### Task description
Copy out each line exactly as it appears.

### Extracted records
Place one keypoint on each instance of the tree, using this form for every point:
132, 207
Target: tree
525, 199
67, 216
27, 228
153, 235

### Task result
Place one keypoint on each instance of the tree, using this form for every point:
132, 207
Target: tree
525, 199
67, 216
27, 228
153, 235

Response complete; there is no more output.